Saved data entries
━━━━━━
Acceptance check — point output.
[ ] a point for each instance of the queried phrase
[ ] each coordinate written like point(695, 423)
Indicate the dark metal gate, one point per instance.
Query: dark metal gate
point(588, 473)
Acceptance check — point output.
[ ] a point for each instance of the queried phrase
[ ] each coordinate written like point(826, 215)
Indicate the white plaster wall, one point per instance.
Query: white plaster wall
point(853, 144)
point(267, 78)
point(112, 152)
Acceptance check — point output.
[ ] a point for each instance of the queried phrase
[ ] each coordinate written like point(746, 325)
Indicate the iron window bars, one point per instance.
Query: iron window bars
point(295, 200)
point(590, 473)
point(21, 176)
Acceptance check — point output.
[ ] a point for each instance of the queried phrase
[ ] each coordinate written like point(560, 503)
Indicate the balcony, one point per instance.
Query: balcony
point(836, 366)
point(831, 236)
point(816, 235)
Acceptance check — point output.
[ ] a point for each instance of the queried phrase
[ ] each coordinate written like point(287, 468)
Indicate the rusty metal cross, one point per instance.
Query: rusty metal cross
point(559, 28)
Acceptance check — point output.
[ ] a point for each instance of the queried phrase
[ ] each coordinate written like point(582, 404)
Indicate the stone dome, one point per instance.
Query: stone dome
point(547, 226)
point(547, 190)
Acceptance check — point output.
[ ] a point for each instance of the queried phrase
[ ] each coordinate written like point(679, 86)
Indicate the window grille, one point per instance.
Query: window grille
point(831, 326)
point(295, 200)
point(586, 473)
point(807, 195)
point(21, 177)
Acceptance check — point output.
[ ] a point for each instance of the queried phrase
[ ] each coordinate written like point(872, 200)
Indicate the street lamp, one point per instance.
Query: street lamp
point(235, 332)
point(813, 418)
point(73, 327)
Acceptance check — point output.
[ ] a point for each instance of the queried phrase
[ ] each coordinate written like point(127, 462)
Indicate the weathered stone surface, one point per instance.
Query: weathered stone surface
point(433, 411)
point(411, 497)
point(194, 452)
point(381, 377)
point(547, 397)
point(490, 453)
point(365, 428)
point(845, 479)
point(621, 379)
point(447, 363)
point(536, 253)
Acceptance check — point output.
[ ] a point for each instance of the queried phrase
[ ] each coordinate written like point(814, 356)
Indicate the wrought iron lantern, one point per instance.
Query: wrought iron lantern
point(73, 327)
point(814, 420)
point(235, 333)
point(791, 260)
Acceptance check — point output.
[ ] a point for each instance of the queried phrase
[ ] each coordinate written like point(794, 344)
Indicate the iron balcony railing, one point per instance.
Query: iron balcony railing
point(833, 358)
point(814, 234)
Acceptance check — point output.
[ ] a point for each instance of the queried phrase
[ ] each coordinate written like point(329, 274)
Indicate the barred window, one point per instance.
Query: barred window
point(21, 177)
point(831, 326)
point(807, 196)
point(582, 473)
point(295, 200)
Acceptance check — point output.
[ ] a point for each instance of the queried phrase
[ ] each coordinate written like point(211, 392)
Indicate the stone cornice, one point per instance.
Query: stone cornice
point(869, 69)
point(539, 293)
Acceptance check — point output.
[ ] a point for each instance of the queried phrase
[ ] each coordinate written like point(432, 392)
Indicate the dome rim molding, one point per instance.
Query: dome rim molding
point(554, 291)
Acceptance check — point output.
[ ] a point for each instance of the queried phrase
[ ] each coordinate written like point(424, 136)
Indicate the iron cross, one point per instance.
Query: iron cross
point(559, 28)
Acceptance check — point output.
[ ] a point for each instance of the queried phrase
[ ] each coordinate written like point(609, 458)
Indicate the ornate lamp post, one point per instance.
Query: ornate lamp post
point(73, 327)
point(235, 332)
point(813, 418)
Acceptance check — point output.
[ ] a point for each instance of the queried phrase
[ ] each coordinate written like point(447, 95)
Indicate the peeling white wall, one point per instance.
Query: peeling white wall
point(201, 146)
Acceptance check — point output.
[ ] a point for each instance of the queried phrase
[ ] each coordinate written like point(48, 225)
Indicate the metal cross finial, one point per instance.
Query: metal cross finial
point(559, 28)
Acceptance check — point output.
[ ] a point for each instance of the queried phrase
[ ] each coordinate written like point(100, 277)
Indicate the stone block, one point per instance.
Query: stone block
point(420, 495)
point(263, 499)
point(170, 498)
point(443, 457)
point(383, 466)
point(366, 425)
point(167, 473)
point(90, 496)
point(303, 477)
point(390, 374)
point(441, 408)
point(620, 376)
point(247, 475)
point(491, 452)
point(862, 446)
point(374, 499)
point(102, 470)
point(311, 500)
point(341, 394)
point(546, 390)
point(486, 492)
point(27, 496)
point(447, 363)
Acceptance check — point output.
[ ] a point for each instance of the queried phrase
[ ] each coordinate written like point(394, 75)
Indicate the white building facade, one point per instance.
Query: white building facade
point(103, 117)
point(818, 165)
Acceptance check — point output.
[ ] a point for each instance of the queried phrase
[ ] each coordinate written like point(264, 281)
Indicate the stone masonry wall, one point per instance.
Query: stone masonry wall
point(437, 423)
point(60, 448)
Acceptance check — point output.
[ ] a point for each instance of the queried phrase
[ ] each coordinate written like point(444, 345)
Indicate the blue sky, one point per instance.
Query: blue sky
━━━━━━
### Exercise directions
Restate each record exactly as written.

### The solution
Acceptance check — point output.
[ ] a point for each instance of the queried phrase
[ ] each coordinate written like point(695, 423)
Indicate the dark metal gate, one point per instance.
Query: dark metal gate
point(588, 473)
Acceptance check — point output.
[ ] a point for each instance of the queried phrase
[ ] each coordinate written like point(826, 215)
Indicate the white plaster wall, one point per instance.
Query: white plaster wall
point(853, 144)
point(267, 78)
point(112, 152)
Acceptance check — point output.
[ ] a point for each instance of the queried phrase
[ ] each coordinate written like point(746, 325)
Indicate the iron window bars, one point per instance.
Query: iron window bars
point(295, 200)
point(590, 473)
point(21, 176)
Acceptance check — point output.
[ ] a point for each instance of the queried phrase
[ ] each coordinate written like point(560, 503)
Indicate the balcony, one point per instance.
Query: balcony
point(836, 366)
point(831, 236)
point(816, 235)
Acceptance check — point output.
[ ] a point for each instance of the queried phrase
[ ] each coordinate written like point(287, 468)
Indicate the rusty metal cross, one point per instance.
Query: rusty metal cross
point(559, 28)
Acceptance check — point output.
[ ] a point for each instance of the queried phrase
[ ] each coordinate written like point(582, 404)
Indicate the stone dome, one point per instance.
Query: stone dome
point(547, 226)
point(547, 190)
Acceptance check — point output.
[ ] a point for each instance of the queried phrase
[ ] each coordinate written like point(679, 86)
Indicate the window grille, one point per instance.
Query: window grille
point(831, 326)
point(295, 200)
point(586, 473)
point(807, 195)
point(21, 177)
Acceptance check — point output.
[ ] a point for each instance of the queried phrase
[ ] each coordinate written like point(872, 200)
Indicate the street lamp, one point per instance.
Query: street lamp
point(235, 332)
point(813, 418)
point(73, 327)
Acceptance check — point output.
[ ] a point for each instance of the queried phrase
[ ] each coordinate written like point(127, 462)
Indicate the weathered stone surface, one point per instance.
Query: weathered stone surface
point(433, 411)
point(411, 497)
point(194, 452)
point(381, 377)
point(547, 397)
point(490, 453)
point(365, 428)
point(845, 479)
point(621, 379)
point(447, 363)
point(536, 253)
Acceptance check — point output.
[ ] a point for each instance of the queried phrase
[ ] each coordinate written like point(814, 356)
Indicate the wrought iron lantern, one point per instance.
Query: wrought iron lantern
point(73, 327)
point(814, 420)
point(235, 333)
point(791, 260)
Acceptance check — point output.
[ ] a point for each instance of the queried phrase
[ ] each coordinate written like point(794, 344)
Indicate the iron balcony railing, one point per instance.
Query: iron balcony railing
point(833, 358)
point(814, 234)
Acceptance check — point output.
[ ] a point for each instance of the queried phrase
[ ] each coordinate written like point(329, 274)
Indicate the barred window, one point per instance.
Query: barred window
point(21, 177)
point(831, 326)
point(807, 196)
point(582, 473)
point(295, 200)
Acceptance check — point output.
[ ] a point for each instance of the queried phrase
[ ] each coordinate written like point(211, 392)
Indicate the stone cornice, one point per instance.
Query: stone cornice
point(869, 69)
point(539, 293)
Acceptance check — point output.
[ ] a point for each instance of the queried phrase
[ ] each coordinate written like point(432, 392)
Indicate the dome rim molding, one point per instance.
Query: dome rim molding
point(554, 291)
Acceptance check — point output.
[ ] a point for each instance of the queried phrase
[ ] each coordinate written like point(424, 136)
Indicate the iron cross, one point per instance.
Query: iron cross
point(559, 28)
Acceptance check — point output.
[ ] a point for each instance of the queried phrase
[ ] each coordinate written like point(609, 458)
Indicate the ornate lamp post, one point per instance.
Query: ornate lamp post
point(73, 327)
point(235, 332)
point(813, 418)
Acceptance check — point output.
[ ] a point for each instance of the queried phrase
[ ] each coordinate written like point(447, 95)
Indicate the peeling white wall, one point per instance.
Query: peeling white wall
point(201, 146)
Acceptance check — point output.
[ ] a point for each instance of the queried phrase
[ ] each coordinate written like point(48, 225)
Indicate the metal cross finial, one point per instance.
Query: metal cross finial
point(559, 28)
Acceptance check — point output.
[ ] a point for each instance of the queried phrase
[ ] each coordinate written like point(100, 277)
Indicate the stone block, one point per instance.
Query: stone block
point(420, 495)
point(263, 499)
point(170, 498)
point(443, 457)
point(383, 466)
point(366, 425)
point(167, 473)
point(90, 496)
point(303, 477)
point(390, 374)
point(441, 408)
point(620, 376)
point(247, 475)
point(491, 452)
point(862, 446)
point(374, 499)
point(102, 470)
point(311, 500)
point(341, 394)
point(546, 390)
point(486, 492)
point(27, 496)
point(447, 363)
Acceptance check — point output.
[ ] a point for each instance of the queried phrase
[ ] each coordinate written like point(394, 75)
Indicate the white building facade, one point per instance.
Query: white building facade
point(103, 117)
point(818, 165)
Acceptance check — point output.
[ ] a point for each instance of the queried phrase
[ ] each coordinate written like point(264, 281)
Indicate the stone masonry wall, one point per instance.
Query: stone masonry wall
point(437, 423)
point(60, 448)
Acceptance check — point output.
[ ] a point for each instance of the queried phrase
[ ] each coordinate written like point(444, 345)
Indicate the blue sky, one point per instance.
Query: blue sky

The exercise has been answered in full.